A decade-long battle over the access to birth control pills has finally ended, and the contraceptives are now available without limits on age.
US District Court Judge Edward Korman ruled that a decision in 2011 by the chief of US Health and Human Services to require teens under 17 to obtain a prescription was "politically motivated" and "scientifically unjustified."
The ruling orders the Food and Drug Administration to make levonorgestrel-based emergency contraception available over the counter to people under 17 without a doctor's prescription.
Emergency contraceptives contain the same active ingredients as birth control pills but at higher doses, and can prevent pregnancy if taken within 72 hours of unprotected intercourse.
Experts say it is most effective during the first 24 hours.
However, US pharmacies have required a prescription for those less than 17 years old. Those 17 and over must present government-issued identification in order to purchase it, and it has only been available at pharmacies.
The Center for Reproductive Rights, which brought the lawsuit, hailed the ruling as a "landmark decision" and a "victory" for women.
"Today science has finally prevailed over politics," said the group's president, Nancy Northup. "Women all over the country will no longer face arbitrary delays and barriers just to get emergency contraception."
"It's a true victory for all women, especially young women, women without government-issued identification, and those who live in areas with limited pharmacy hours."
An FDA spokeswoman told AFP the agency would have no comment on the ruling.
"This is an ongoing legal matter for the agency, so we won't have any additional comment at this time," she said.
The fight over access to the morning-after pill, which was approved for prescription use in 1999, has been raging since 2001, with advocates saying there should be wider access and critics warning of health and social dangers.
In December 2011, the FDA was poised to allow over-the-counter access to a morning-after pill called Plan B One-Step, made by Pennsylvania-based Teva Pharmaceuticals.
But this was swiftly blocked by another government agency, Health and Human Services.
HHS Secretary Kathleen Sebelius said there was not enough data on its use by under-17s and cited "significant cognitive and behavioral differences between older adolescent girls and the youngest girls of reproductive age."
President Barack Obama supported Sebelius, saying at the time she was not confident it should be as available to 10- or 11-year-olds as bubble gum or batteries, since it could have adverse effects if not used properly.
However, Judge Korman described US regulators' moves to restrict access as "arbitrary, capricious, and unreasonable."
Since fewer than three percent of girls under 13 are sexually active in the Untied States, "the potential population about whom the Secretary is concerned is infinitesimal," he wrote.
His ruling orders the FDA to make Plan B and its generic equivalents available without a prescription and without age restrictions within thirty days.

**Task set**
A. According to the article on the emergency contraception ruling, within how many hours of unprotected intercourse can emergency contraceptives prevent pregnancy?
B. List every person the article on the emergency contraception ruling identifies by name.

**Records**

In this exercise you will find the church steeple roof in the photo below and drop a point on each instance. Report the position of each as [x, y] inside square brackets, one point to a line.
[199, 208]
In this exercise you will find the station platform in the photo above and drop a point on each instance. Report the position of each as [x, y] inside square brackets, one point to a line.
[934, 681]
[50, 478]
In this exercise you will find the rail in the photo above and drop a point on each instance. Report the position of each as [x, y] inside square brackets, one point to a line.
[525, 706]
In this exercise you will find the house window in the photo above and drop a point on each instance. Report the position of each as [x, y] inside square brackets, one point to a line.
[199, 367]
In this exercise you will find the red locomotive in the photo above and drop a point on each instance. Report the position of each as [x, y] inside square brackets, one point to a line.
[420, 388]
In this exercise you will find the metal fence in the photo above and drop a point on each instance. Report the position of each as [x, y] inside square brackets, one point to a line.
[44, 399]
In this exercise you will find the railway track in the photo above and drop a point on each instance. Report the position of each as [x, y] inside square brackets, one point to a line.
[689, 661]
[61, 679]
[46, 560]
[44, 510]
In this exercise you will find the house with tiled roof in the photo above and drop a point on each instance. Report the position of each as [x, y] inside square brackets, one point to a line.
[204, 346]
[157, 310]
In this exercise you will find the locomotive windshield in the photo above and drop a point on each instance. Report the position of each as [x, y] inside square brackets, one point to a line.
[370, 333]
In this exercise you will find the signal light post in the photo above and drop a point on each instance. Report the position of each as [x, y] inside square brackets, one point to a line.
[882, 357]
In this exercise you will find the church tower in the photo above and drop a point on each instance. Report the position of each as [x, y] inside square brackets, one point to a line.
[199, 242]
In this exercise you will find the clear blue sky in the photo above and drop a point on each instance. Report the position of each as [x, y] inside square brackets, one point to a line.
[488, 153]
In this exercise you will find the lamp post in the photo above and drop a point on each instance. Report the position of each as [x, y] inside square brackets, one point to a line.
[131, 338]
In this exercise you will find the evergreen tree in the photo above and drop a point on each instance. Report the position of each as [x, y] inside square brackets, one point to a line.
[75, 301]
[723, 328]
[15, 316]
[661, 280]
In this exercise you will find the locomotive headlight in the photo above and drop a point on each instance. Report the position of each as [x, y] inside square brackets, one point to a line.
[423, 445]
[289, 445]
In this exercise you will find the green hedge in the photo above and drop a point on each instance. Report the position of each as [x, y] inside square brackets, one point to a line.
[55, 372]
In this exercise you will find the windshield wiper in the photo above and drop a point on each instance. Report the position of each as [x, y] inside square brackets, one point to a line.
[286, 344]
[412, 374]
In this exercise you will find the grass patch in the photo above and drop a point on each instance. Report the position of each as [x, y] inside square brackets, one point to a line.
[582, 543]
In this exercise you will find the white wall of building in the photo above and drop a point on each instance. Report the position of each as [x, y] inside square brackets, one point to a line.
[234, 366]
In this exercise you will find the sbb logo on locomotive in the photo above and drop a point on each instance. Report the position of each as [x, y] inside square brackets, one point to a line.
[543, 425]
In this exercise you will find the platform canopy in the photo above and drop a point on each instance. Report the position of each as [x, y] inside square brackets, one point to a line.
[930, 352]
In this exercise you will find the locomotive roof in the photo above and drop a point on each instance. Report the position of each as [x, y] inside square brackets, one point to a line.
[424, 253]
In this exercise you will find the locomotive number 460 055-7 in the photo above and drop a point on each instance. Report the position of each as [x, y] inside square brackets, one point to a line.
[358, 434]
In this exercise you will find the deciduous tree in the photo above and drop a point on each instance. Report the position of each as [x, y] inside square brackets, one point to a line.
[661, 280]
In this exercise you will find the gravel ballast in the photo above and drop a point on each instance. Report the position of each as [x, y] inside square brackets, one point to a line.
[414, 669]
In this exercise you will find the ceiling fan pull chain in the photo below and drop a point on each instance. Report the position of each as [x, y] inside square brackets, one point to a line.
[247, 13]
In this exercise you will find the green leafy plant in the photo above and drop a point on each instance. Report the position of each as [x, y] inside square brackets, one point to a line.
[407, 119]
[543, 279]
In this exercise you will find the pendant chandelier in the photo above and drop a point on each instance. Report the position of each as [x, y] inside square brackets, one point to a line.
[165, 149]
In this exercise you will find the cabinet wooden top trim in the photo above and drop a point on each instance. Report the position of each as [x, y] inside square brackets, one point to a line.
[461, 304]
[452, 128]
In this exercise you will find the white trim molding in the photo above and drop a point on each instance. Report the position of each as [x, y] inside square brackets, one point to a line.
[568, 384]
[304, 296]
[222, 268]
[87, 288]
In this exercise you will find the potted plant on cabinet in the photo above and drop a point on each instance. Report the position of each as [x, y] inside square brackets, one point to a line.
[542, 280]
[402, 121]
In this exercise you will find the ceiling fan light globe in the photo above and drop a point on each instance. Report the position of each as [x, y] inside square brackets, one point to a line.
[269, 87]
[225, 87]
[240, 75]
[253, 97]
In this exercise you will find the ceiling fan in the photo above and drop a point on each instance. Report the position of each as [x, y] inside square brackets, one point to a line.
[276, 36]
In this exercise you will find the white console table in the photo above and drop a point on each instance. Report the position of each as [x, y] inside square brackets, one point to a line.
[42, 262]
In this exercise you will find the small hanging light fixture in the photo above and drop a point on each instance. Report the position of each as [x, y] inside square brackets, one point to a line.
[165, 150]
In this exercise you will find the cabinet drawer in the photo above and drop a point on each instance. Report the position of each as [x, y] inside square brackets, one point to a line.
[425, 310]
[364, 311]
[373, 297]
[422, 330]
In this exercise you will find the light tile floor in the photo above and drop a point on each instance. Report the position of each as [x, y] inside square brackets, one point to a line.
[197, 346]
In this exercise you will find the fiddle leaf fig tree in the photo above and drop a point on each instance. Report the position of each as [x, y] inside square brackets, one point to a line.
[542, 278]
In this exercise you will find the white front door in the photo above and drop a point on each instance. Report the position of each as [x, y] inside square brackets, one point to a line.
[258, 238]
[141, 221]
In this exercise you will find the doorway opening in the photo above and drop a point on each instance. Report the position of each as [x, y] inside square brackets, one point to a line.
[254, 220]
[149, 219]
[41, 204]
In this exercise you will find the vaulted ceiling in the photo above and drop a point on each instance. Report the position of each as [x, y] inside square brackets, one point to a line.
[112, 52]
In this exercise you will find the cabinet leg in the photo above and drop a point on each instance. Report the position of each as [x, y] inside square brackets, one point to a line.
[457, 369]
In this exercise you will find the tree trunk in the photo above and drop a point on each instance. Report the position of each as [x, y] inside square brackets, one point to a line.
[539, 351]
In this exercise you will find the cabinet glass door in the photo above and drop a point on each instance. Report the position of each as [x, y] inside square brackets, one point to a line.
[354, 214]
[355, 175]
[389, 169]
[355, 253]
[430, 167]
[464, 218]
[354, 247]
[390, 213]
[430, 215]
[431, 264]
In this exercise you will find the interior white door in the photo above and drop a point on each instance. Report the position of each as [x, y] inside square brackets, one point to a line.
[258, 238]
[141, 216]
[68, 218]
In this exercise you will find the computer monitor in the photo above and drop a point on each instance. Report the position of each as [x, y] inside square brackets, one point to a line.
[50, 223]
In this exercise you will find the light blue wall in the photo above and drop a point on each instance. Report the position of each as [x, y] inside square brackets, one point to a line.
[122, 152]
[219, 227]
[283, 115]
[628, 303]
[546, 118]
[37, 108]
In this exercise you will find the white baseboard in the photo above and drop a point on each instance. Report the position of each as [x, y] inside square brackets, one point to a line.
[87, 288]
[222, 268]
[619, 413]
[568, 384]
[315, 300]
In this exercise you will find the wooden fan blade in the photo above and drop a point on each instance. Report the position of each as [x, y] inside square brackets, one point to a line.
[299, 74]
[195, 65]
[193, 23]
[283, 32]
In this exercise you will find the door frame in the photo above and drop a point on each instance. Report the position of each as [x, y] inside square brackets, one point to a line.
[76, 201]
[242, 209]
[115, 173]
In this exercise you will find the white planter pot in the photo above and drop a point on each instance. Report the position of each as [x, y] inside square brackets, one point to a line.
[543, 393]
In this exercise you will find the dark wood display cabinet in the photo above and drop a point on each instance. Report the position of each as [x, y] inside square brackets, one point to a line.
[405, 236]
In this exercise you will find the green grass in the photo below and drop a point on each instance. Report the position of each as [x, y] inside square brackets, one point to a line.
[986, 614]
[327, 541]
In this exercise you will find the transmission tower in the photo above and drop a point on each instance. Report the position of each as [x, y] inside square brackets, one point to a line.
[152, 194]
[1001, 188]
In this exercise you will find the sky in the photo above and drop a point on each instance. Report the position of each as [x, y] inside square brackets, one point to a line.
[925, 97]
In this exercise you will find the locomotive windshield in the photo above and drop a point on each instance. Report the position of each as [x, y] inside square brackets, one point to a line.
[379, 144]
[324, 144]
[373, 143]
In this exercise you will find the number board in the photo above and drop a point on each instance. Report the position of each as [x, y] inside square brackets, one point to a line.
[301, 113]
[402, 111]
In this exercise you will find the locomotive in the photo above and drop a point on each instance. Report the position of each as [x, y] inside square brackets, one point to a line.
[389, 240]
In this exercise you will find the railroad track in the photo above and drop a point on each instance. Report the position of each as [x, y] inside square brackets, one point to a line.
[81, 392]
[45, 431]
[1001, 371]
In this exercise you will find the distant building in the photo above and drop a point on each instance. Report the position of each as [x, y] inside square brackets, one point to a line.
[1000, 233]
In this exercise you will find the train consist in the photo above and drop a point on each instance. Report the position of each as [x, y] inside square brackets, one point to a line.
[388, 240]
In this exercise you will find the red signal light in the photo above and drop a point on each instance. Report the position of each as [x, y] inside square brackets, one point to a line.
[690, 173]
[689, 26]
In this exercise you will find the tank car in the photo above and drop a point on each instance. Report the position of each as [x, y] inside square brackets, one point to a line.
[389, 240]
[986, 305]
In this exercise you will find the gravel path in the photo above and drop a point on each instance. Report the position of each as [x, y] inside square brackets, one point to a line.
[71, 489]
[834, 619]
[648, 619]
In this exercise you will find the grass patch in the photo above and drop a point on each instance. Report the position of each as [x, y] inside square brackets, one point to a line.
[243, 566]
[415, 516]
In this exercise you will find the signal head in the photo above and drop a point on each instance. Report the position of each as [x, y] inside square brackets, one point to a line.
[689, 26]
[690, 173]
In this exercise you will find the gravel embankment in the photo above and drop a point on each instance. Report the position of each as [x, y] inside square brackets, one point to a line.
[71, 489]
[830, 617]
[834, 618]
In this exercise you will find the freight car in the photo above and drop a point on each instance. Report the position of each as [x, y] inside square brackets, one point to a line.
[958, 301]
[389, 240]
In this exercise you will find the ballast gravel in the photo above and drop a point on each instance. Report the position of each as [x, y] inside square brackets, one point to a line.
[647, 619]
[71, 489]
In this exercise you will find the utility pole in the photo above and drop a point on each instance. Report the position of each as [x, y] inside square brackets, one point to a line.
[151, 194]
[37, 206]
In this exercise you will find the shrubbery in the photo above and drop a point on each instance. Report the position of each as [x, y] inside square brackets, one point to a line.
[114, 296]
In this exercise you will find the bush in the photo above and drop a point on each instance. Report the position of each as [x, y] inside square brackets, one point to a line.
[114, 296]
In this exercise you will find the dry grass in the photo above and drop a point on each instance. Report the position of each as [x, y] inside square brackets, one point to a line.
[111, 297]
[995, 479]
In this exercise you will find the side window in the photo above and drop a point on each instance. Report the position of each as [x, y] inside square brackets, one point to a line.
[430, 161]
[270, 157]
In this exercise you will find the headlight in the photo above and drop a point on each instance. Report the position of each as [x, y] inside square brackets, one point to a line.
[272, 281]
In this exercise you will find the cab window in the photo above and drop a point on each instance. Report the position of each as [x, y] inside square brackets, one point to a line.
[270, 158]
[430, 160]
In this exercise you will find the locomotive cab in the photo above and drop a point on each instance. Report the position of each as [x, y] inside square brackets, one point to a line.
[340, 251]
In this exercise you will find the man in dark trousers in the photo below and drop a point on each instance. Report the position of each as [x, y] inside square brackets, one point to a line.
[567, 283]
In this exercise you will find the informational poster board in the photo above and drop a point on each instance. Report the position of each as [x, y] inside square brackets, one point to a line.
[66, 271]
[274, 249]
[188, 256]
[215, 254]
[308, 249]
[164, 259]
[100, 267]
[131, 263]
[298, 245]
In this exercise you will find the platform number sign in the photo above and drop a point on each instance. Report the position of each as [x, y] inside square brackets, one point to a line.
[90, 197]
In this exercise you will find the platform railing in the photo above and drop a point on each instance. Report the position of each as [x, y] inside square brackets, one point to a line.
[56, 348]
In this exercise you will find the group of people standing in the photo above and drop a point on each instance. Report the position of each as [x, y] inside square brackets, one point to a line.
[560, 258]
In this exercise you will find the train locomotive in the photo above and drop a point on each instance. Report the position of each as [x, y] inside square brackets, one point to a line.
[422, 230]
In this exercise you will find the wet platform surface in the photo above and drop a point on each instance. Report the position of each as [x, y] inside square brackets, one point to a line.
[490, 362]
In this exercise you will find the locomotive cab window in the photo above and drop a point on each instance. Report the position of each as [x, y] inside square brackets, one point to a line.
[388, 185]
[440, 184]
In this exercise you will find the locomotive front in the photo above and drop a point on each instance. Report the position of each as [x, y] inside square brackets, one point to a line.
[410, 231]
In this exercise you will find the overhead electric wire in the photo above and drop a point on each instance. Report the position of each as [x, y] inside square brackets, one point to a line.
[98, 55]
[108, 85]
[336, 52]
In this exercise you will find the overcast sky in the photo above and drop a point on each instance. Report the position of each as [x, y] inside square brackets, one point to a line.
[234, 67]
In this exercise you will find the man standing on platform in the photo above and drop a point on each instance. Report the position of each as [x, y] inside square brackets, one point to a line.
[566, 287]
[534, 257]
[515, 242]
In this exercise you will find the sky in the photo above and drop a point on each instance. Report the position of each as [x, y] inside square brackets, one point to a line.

**Written answers**
A. Within 72 hours.

B. Edward Korman, Nancy Northup, Kathleen Sebelius, Barack Obama